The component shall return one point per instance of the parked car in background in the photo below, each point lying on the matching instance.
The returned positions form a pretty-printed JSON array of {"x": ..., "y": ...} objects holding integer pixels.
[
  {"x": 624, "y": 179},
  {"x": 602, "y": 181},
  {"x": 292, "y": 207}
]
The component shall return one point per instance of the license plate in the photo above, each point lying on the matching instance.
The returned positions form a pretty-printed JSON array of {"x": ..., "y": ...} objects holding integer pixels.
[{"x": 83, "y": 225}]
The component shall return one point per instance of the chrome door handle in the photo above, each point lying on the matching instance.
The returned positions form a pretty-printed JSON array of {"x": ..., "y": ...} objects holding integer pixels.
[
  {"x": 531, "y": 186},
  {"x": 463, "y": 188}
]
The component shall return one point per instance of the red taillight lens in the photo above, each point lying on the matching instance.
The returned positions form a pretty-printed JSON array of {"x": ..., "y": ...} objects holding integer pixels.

=-=-=-=-=

EXERCISE GOAL:
An exact copy of every line above is needed.

RESULT OF THE TASK:
The component shall return one point per instance of the parked car in background in the photo below, each point lying on the matching instance.
The returned positions form a pretty-printed JSON array of {"x": ..., "y": ...} objects holding integer pixels.
[
  {"x": 624, "y": 179},
  {"x": 602, "y": 181},
  {"x": 292, "y": 207}
]
The component shall return one point per instance of the license plate in the photo above, each point lying on the matching instance.
The returned positions form a pretty-printed JSON array of {"x": ..., "y": ...} objects holding integer pixels.
[{"x": 83, "y": 225}]
The component shall return one point per instance of the chrome door handle in the photo above, each point lying on the matching instance.
The returned positions form a pretty-printed JSON array of {"x": ..., "y": ...} objects holding integer pixels.
[
  {"x": 531, "y": 186},
  {"x": 463, "y": 188}
]
The component shall return one point per instance of the red taillight lens in the photo above, each point lying on the matching instance.
The returned positions form a pretty-printed JSON array of {"x": ..., "y": ...} objects holding integer pixels.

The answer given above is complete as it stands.